# [Problem]
Write out the entries once more, exactly as they appear.

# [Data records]
BEGIN

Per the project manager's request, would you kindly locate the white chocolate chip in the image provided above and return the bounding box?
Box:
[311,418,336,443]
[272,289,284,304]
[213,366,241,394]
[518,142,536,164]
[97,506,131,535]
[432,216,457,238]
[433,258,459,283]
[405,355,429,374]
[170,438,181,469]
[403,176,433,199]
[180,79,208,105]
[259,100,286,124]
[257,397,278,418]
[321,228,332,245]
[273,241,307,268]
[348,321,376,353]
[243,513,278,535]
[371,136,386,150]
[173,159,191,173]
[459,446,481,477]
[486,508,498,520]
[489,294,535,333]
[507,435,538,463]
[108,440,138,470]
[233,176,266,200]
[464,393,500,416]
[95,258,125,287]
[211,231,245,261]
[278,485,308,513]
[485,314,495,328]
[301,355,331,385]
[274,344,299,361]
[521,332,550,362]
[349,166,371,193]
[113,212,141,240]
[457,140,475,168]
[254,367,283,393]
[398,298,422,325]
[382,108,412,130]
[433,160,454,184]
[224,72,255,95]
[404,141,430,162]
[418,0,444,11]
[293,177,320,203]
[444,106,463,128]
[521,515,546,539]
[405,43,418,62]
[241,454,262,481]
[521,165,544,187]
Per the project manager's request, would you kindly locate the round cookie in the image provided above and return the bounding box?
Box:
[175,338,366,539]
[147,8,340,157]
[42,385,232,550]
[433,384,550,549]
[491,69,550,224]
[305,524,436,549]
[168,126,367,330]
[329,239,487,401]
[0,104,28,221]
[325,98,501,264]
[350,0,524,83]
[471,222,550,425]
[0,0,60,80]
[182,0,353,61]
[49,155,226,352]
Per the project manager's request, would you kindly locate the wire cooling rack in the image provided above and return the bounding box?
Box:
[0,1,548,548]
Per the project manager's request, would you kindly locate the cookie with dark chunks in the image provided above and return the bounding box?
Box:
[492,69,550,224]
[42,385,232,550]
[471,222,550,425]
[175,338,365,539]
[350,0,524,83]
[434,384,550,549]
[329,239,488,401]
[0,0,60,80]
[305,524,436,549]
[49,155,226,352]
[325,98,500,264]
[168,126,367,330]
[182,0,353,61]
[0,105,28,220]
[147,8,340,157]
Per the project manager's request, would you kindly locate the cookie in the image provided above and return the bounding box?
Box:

END

# [Exercise answer]
Per the project manager's request, would you kindly locate the white chocolate chip in the image provided above and return the bounding box?
Box:
[311,418,336,443]
[272,289,284,304]
[213,366,241,394]
[518,142,536,164]
[97,506,131,535]
[432,216,457,238]
[433,258,459,283]
[405,355,429,374]
[170,438,181,469]
[403,176,433,199]
[180,79,208,105]
[259,100,286,124]
[257,397,278,418]
[321,228,332,245]
[273,241,307,268]
[348,321,376,353]
[243,513,278,535]
[371,136,386,150]
[173,159,191,173]
[459,446,481,477]
[486,508,498,520]
[489,294,535,333]
[507,435,538,463]
[108,440,138,470]
[233,176,266,200]
[464,393,500,416]
[95,258,125,287]
[211,231,245,261]
[278,485,308,513]
[485,314,495,328]
[301,355,331,385]
[274,344,299,361]
[521,332,550,362]
[349,166,371,193]
[113,212,141,240]
[457,140,475,168]
[254,367,283,393]
[398,298,422,325]
[382,108,412,130]
[433,160,454,184]
[224,72,255,95]
[404,141,430,162]
[418,0,444,11]
[293,177,320,203]
[444,106,463,128]
[521,515,546,539]
[405,43,418,62]
[241,454,262,481]
[521,165,544,187]
Per the project manager's request, would you kindly locate the round cookie in the image provided above and return the bounding box?
Box:
[175,338,366,539]
[147,8,340,157]
[42,385,232,550]
[433,384,550,549]
[491,69,550,224]
[305,524,436,549]
[168,126,367,330]
[329,239,487,401]
[0,104,28,221]
[325,98,501,264]
[350,0,524,83]
[471,222,550,425]
[0,0,60,80]
[182,0,353,61]
[49,155,226,352]
Per the project manager's request, would you kindly locate the wire cooling rack in the image provided above and return the bounding box?
Box:
[0,1,548,548]
Per the project manager's request, would you kindly locate the cookie with dark chunks in the image provided above and return the bounding box?
Box:
[492,69,550,224]
[42,385,232,550]
[471,222,550,425]
[175,338,365,539]
[350,0,524,83]
[434,384,550,549]
[329,239,488,401]
[0,0,60,80]
[305,524,436,549]
[49,155,226,352]
[325,98,500,264]
[168,126,367,330]
[182,0,353,61]
[0,105,28,220]
[147,8,340,157]
Per the project manager's request, would you kindly locate the cookie in the image provided above and return the bounding box?
Box:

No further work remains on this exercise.